**WRITTEN INSTRUCTION A**
In the listing below, copy everything from the line containing "Reviewer note: see that each instance of the standing" down to the end of the listing, changing "standing man" to "standing figure" and leaving the rest untouched.

— start TEXT BLOCK —

Right off the top: kudos times a thousand to Andretti Sports Marketing for announcing at the call to start engines that next year’s event is already a go and tickets will go on sale tomorrow. That extremely savvy move allowed us all to stop worrying about the rain delay and the empty aluminum in the stands and focus on the race.

As for the race itself, it looked promising early on, but it ended up feeling like roughly a 7 out of 10 to me based on the TV coverage. Given that this was an ABC race, though, I’d buy it if someone told me it was an 8.5 or 9 from the stands. Honestly, these guys couldn’t possibly be worse — while Ryan Hunter-Reay was making the pass for the lead that would ultimately allow him to win, Marty and Scott sounded like they were calling hole 5 of the British Open. But this is certainly not the first complaint about this and won’t be the last, and since nothing ever seems to be done about it, I’m not interested in investing much energy into complaining, especially since the flat commentary combined with the rain delay will let ABC skew the dismal ratings into an excuse for labeling INDYCAR a valueless commodity yet again.

— end TEXT BLOCK —
— start DATASET —

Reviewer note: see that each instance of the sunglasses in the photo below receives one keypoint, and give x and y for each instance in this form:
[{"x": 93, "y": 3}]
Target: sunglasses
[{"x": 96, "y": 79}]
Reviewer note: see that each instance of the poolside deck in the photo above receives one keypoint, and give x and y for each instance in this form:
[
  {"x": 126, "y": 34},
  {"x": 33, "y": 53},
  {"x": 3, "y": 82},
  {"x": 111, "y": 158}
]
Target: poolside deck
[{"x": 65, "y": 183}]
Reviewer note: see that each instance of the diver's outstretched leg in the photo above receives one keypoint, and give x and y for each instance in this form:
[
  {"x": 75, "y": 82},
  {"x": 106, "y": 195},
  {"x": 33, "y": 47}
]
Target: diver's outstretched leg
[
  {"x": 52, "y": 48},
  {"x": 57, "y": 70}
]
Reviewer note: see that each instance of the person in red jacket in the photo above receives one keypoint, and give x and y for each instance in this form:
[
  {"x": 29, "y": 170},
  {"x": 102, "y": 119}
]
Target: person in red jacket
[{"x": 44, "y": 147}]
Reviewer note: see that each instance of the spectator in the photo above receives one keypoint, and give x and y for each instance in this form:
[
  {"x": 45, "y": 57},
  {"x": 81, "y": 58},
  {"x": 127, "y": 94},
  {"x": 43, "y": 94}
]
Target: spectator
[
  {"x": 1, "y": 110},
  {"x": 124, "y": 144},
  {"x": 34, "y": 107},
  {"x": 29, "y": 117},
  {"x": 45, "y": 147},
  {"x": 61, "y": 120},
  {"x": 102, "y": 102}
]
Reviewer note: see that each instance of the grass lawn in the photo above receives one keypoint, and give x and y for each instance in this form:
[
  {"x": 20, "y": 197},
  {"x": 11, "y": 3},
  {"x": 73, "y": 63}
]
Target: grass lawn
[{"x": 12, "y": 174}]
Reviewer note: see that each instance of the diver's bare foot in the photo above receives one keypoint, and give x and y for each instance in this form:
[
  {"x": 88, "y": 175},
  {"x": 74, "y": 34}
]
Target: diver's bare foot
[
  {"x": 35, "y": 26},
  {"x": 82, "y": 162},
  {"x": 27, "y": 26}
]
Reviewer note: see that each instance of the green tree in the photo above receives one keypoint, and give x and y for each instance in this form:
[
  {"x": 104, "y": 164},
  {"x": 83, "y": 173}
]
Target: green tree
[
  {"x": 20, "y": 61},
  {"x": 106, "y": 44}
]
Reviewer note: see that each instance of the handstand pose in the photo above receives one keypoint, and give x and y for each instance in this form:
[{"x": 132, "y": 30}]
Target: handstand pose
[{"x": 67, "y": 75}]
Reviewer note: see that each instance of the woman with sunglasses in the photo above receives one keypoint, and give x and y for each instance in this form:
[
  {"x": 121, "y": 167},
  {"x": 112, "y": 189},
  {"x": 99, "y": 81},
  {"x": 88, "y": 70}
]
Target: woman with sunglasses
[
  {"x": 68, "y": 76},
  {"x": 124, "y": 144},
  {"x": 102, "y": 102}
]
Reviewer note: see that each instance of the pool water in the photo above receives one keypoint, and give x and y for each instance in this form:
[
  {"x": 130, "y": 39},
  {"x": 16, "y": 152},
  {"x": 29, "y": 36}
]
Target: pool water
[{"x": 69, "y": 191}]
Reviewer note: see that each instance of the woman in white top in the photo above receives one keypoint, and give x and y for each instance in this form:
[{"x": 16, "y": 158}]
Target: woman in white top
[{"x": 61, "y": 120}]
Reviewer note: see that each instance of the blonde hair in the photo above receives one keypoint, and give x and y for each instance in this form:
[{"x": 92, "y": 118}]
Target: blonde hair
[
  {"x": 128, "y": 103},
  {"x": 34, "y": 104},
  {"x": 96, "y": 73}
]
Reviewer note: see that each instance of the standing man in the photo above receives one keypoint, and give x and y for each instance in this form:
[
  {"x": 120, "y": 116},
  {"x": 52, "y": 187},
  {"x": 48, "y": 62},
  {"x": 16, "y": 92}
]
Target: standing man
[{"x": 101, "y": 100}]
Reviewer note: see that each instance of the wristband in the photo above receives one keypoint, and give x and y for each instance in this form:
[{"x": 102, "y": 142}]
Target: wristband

— end DATASET —

**WRITTEN INSTRUCTION B**
In the race commentary, which driver made the pass for the lead that ultimately let him win?

**WRITTEN REPLY A**
Reviewer note: see that each instance of the standing figure in the photo above receives one keypoint, and give x and y for each instance in this form:
[
  {"x": 120, "y": 116},
  {"x": 52, "y": 187},
  {"x": 48, "y": 62},
  {"x": 16, "y": 92}
]
Target: standing figure
[{"x": 101, "y": 100}]
Reviewer note: see that each instance of the wristband in the photo above receives one keypoint, and give x and y for each instance in this form:
[{"x": 102, "y": 142}]
Target: wristband

**WRITTEN REPLY B**
Ryan Hunter-Reay